Dataset records about where objects are located
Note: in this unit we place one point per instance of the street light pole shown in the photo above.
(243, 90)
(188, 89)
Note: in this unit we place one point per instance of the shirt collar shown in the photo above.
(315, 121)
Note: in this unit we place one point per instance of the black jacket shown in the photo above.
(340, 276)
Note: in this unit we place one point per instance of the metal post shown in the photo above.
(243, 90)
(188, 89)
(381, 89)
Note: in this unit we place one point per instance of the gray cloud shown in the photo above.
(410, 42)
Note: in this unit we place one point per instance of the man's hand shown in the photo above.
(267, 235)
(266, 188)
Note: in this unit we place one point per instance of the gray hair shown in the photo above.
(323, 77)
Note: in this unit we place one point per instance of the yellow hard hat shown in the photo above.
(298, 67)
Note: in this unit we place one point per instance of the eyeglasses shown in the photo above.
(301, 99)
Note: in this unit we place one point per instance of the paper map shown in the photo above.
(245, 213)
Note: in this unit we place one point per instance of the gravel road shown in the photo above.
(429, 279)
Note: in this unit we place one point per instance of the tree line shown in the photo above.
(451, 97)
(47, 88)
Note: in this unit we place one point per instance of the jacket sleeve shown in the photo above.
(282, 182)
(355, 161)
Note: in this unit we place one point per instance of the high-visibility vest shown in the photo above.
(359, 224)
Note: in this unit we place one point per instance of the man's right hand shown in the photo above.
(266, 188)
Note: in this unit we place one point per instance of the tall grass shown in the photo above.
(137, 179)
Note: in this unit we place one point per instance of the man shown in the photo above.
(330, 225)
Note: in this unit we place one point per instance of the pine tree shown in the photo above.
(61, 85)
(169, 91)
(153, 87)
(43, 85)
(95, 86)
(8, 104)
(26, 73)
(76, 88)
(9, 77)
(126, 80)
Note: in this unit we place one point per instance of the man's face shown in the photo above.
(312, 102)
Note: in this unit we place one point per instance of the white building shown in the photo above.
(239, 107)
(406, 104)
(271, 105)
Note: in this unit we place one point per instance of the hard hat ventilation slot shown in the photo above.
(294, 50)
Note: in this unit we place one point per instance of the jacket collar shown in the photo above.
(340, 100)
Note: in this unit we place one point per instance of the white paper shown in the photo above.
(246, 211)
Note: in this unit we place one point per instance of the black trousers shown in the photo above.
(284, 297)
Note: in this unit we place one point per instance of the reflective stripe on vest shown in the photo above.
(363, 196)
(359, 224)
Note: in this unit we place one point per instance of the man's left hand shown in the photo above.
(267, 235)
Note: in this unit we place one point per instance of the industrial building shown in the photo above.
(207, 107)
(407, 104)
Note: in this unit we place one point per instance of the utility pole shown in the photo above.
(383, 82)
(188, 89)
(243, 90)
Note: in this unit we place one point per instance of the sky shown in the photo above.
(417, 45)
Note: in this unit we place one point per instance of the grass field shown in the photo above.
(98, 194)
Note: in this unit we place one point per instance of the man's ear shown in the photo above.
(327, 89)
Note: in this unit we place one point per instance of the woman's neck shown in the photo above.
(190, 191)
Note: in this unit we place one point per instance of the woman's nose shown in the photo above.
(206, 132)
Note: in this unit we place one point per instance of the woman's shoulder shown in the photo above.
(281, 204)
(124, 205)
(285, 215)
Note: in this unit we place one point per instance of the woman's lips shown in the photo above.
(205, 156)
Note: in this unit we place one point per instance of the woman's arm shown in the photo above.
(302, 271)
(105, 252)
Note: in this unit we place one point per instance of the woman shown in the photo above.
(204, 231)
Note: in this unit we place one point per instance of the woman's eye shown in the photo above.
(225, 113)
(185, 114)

*Task to carry out*: Copy the material from the line with "arm shown in the photo above." through the end of the material, changing "unit" to "section" and keeping everything else the same.

*Solution for this task*:
Note: in this section we place one point per instance of the woman's arm shown in the photo above.
(302, 271)
(105, 252)
Note: in this section we place one point per instance of the woman shown in the photo above.
(204, 231)
Note: in this section we place one point per instance of the woman's eye shown in the photo above.
(225, 113)
(185, 114)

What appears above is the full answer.